Task objective: Print all records exactly, pictures left out.

Data extract:
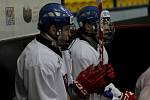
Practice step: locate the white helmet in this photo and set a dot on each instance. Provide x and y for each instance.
(105, 13)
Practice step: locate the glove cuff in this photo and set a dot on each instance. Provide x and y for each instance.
(80, 89)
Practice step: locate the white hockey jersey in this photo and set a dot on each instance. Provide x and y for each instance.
(83, 55)
(39, 75)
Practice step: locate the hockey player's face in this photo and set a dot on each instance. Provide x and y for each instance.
(92, 28)
(64, 35)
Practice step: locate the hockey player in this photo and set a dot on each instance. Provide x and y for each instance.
(85, 51)
(39, 67)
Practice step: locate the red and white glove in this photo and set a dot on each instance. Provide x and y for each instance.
(94, 79)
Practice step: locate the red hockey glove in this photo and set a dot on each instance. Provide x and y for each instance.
(94, 79)
(127, 95)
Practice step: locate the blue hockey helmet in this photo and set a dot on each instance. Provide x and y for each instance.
(54, 14)
(88, 14)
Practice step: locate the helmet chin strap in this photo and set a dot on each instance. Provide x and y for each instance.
(48, 37)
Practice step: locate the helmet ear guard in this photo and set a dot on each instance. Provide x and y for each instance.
(107, 27)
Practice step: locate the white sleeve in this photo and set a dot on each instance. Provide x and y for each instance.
(42, 86)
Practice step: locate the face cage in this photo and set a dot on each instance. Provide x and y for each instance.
(61, 40)
(108, 30)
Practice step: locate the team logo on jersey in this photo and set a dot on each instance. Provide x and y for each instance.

Result of this task:
Practice step: locate the white helmet in this photo and set a dot on each instance. Provide x and y for each instance.
(105, 13)
Practice step: locate the glove cuff in this photo and set a dot on each instance. Provide x and y for each instance.
(80, 89)
Practice step: locate the white hockey jersey in this photo and set a dot on each instance. Provide x and y for each instance.
(83, 55)
(39, 75)
Practice step: locate the hockey player's face in this photo and set a dot on each instance. Provide x and y for each instance.
(92, 28)
(64, 35)
Practice step: locate the hockey player in this photo and set a dot on each instance. Provide x and y for each instance.
(85, 51)
(39, 67)
Practice step: locate the red and white glove in this photo and set a dot on each instance. Provide x and y for each instance.
(94, 79)
Practice step: locate the red hockey glove in this photo and set a dot on each instance. Provide x and y for each instance.
(94, 79)
(127, 95)
Practice step: locate the blue hockey helmet in this photo and set a dot on each instance. Provide x and y for each instance.
(54, 14)
(88, 14)
Practice step: locate the helmet chin strap in this photo and set a dot on each instance. Provide x and y for each instance.
(48, 37)
Practice step: locate the helmet ear guard in this photo and set a dot on each instance. Provide x and y for each instance.
(107, 27)
Practice step: locate the white sleeve in this photo and set a dot on each instance. Provide x and y for each instance.
(42, 86)
Practice step: locate the face cage in this photo and set a dot on each instance. Provide x and y for each instance.
(61, 40)
(108, 30)
Practice step: locate the team logo on jersey in this photo and set a dot on each instance. Provide x and y for each instance.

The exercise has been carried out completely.